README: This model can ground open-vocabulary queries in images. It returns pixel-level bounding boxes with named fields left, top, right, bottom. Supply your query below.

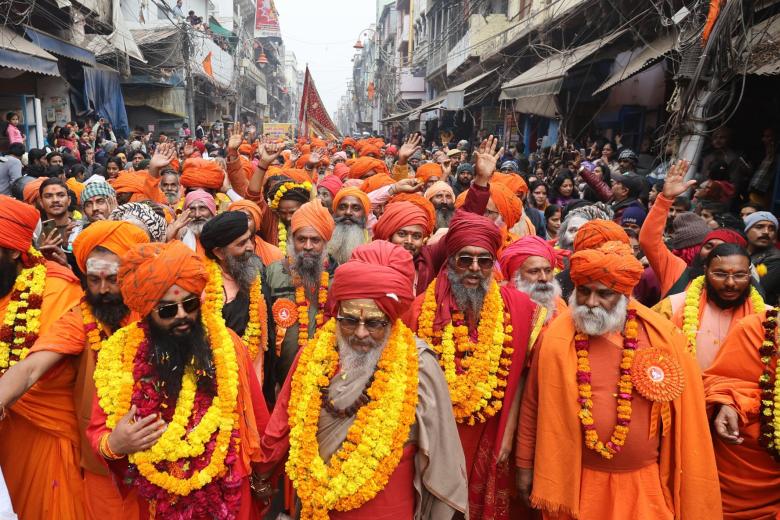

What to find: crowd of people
━━━━━━━━
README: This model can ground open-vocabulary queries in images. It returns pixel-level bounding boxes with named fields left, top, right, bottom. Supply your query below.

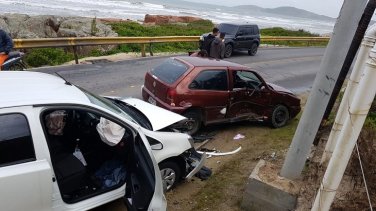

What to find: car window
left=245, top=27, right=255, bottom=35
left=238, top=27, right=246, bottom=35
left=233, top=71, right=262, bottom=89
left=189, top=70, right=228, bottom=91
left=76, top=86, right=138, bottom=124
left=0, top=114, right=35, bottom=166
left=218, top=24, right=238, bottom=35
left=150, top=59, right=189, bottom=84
━━━━━━━━
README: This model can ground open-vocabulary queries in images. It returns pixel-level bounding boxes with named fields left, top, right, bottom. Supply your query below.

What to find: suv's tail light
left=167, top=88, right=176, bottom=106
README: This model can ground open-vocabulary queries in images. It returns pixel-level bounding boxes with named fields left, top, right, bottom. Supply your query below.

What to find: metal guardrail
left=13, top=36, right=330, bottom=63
━━━━━━━━
TASK OBJECTIVE: Report each line in the records above that contains the string "find", treating uppercase and lowercase letters as distinct.

IN RESPONSE:
What to find: crowd of people
What to find: car window
What to find: suv's tail light
What to find: metal guardrail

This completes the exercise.